======== Data for analysis ========

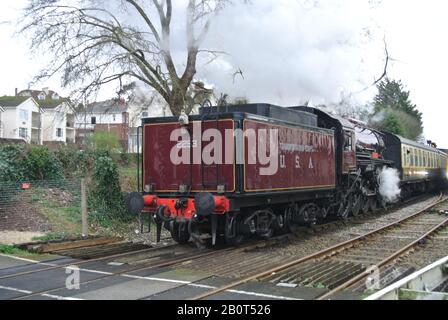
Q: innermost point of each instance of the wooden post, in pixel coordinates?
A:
(85, 222)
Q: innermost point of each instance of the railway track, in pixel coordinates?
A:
(156, 261)
(171, 256)
(340, 266)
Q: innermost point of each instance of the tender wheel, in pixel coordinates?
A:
(233, 235)
(357, 204)
(180, 234)
(283, 224)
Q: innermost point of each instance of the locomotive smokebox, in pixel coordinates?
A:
(204, 204)
(135, 202)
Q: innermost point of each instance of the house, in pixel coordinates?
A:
(1, 122)
(21, 119)
(58, 120)
(110, 115)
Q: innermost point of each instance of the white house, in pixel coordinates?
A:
(111, 115)
(58, 120)
(22, 119)
(1, 122)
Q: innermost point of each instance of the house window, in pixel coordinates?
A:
(59, 116)
(23, 133)
(24, 115)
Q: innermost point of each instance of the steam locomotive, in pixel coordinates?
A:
(255, 170)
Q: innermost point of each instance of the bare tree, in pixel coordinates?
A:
(92, 45)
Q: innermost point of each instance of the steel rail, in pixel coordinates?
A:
(321, 254)
(168, 263)
(385, 262)
(64, 266)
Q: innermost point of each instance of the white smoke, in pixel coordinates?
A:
(389, 180)
(290, 52)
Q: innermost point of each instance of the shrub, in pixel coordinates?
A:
(41, 164)
(106, 198)
(102, 141)
(76, 163)
(11, 162)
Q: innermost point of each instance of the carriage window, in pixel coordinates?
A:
(420, 158)
(348, 146)
(403, 156)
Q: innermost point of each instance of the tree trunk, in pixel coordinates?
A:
(177, 101)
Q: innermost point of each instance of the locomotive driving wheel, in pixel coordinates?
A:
(233, 230)
(179, 233)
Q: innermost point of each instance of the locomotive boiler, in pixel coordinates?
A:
(254, 170)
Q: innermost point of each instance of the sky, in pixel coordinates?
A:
(292, 51)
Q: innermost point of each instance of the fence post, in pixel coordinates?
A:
(85, 223)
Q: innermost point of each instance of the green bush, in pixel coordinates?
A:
(76, 163)
(102, 141)
(41, 164)
(11, 162)
(106, 199)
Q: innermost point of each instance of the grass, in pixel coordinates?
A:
(65, 220)
(52, 236)
(13, 251)
(8, 249)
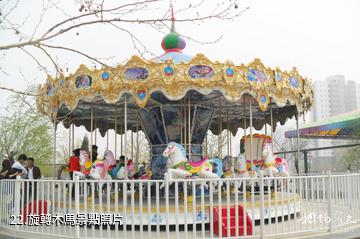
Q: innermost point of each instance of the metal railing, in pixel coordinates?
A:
(191, 208)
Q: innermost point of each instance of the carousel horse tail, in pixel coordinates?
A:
(218, 162)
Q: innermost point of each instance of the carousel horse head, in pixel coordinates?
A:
(85, 162)
(175, 153)
(179, 166)
(282, 166)
(269, 160)
(268, 151)
(227, 162)
(109, 159)
(100, 168)
(240, 165)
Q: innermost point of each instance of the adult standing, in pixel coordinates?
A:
(94, 152)
(74, 165)
(18, 167)
(5, 168)
(74, 162)
(33, 172)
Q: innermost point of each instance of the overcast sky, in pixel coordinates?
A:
(320, 38)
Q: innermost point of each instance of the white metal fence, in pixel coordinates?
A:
(198, 208)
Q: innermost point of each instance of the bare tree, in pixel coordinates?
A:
(44, 42)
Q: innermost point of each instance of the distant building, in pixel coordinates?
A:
(332, 97)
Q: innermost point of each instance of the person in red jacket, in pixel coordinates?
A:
(74, 165)
(74, 162)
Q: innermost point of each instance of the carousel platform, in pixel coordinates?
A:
(180, 212)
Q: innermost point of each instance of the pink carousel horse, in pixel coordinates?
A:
(179, 166)
(274, 166)
(98, 169)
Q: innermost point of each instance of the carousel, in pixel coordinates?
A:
(175, 99)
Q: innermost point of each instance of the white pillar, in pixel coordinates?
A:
(125, 136)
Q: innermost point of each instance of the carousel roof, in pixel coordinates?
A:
(170, 79)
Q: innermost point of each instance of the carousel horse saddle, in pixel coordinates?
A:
(197, 163)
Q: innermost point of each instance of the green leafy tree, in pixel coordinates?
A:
(24, 131)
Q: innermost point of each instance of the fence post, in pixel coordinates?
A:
(16, 211)
(262, 206)
(329, 191)
(77, 201)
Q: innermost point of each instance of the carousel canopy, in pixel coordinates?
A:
(344, 126)
(154, 88)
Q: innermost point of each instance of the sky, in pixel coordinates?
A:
(320, 38)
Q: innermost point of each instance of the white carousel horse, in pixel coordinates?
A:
(179, 166)
(274, 166)
(228, 167)
(240, 169)
(98, 169)
(130, 170)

========

▶ [Try it]: Sift through the entries and copy every line with "house".

▶ [Solved problem]:
Q: innermost point of each instance of the house, in pixel coordinates?
Q: innermost point of each instance of the white house, in pixel coordinates?
Q: innermost point of each instance of the house window, in pixel coordinates?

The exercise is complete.